• TEXTAUSZUG:
┄┄┄┄┄┄┄┄┄┄
Ein Studium heißt auch, Leben und Lernen unter permanentem finanziellen Druck. Viele Studierende werden in dieser Situation ansprechbar für sogenannte Bildungs- oder Studienkredite. Diese kommerziellen Kredite bergen jedoch Risiken.

Von Armin Himmelrath | 07.01.2010
    "Presse- und Kommunikationsstelle, Raphael Köllner, guten Tag! - Ja. Wie kann ich Ihnen denn weiterhelfen. Ja, das können Sie auf der Internetseite finden."

    Die Online-Redaktion der Universität Köln. Hier wird die Homepage der Hochschule betreut, hier werden aktuelle Informationen für Studierende, Mitarbeiter und Professoren ins Internet gestellt. Raphael Köllner ist 25 Jahre alt. Der Jura-Student hat hier in der Online-Redaktion einen Job als studentische Hilfskraft. 19 Stunden pro Woche arbeitet er hier neben seinem Vollzeit-Jura-Studium.

    "Das geht immer hin und her, wie man so schön sagt, wie beim Tennis, also ich beginn eigentlich morgens ganz früh um acht schon, vielleicht um halb acht, mir das erste Buch zu nehmen, dann in die erste Vorlesung um acht zu gehen. Nach der ersten Vorlesung geht's dann oft zur Arbeit. Zwei, drei Stunden, dann in die nächste Vorlesung, dann schnell was zu Mittag essen, dann wieder auf die Arbeit. Und abends dann eventuell noch ne Vorlesung oder ein Seminar oder halt ne Lerngruppe, die dann kommt."


    Der Terminkalender des 25-Jährigen ist dadurch ziemlich vollgestopft. Ohne gute Selbstorganisation und ohne ausgeprägte Disziplin sei das Nebeneinander von Studium und Job nicht zu schaffen.
┄┄┄┄┄┄┄┄┄┄
• IHRE AUFGABE: Geben Sie aus dem Text über Studium und Geldsorgen den Abschnitt von „Die Online-Redaktion der“ bis „neben seinem Vollzeit-Jura-Studium.“ unverändert aus.

[Extrahierte Datensätze]
┄┄┄┄┄┄┄┄┄┄
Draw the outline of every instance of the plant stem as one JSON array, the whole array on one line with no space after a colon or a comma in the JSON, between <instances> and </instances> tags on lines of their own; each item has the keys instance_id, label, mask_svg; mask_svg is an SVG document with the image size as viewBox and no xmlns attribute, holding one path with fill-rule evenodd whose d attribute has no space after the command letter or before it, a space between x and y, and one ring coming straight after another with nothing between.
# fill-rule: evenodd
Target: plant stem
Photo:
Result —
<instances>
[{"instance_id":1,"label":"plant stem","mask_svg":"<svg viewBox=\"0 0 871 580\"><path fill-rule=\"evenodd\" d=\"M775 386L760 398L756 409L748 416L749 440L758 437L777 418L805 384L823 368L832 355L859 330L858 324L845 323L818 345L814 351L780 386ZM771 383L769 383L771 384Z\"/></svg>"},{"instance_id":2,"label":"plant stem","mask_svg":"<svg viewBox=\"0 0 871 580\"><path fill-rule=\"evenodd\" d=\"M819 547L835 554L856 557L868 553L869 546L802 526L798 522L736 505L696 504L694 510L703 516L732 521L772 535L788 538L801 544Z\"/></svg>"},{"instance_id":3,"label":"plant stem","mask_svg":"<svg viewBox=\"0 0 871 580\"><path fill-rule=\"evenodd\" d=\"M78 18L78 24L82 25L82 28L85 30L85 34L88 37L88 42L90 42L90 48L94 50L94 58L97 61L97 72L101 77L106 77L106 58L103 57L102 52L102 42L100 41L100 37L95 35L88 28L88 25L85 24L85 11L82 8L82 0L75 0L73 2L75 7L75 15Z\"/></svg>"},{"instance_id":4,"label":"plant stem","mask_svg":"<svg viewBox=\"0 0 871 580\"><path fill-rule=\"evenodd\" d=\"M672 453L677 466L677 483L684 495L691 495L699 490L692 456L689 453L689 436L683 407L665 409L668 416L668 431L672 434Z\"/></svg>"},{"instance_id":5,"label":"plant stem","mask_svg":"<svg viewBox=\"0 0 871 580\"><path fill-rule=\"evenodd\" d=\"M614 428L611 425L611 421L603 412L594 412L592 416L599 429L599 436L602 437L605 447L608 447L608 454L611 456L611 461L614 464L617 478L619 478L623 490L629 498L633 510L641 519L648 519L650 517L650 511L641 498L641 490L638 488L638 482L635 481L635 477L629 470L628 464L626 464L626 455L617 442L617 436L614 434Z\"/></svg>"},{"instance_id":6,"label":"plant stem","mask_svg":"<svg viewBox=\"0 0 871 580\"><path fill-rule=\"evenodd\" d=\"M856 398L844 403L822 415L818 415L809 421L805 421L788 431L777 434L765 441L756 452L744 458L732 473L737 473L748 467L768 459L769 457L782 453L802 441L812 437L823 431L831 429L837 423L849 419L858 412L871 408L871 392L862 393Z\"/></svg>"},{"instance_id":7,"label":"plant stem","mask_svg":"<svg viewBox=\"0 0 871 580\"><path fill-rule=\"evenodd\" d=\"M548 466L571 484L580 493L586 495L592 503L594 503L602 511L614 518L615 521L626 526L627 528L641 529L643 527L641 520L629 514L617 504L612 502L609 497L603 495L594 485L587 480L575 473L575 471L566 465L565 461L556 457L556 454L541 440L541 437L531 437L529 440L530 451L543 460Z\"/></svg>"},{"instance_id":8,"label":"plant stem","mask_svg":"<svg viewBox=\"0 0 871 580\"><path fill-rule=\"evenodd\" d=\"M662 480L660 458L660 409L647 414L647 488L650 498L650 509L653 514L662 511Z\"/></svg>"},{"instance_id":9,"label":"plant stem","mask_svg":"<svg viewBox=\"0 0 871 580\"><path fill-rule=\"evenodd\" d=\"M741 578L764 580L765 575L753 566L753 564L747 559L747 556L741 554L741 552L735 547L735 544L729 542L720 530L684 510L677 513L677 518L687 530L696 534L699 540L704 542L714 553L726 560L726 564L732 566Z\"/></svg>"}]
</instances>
┄┄┄┄┄┄┄┄┄┄
• LÖSUNG:
Die Online-Redaktion der Universität Köln. Hier wird die Homepage der Hochschule betreut, hier werden aktuelle Informationen für Studierende, Mitarbeiter und Professoren ins Internet gestellt. Raphael Köllner ist 25 Jahre alt. Der Jura-Student hat hier in der Online-Redaktion einen Job als studentische Hilfskraft. 19 Stunden pro Woche arbeitet er hier neben seinem Vollzeit-Jura-Studium.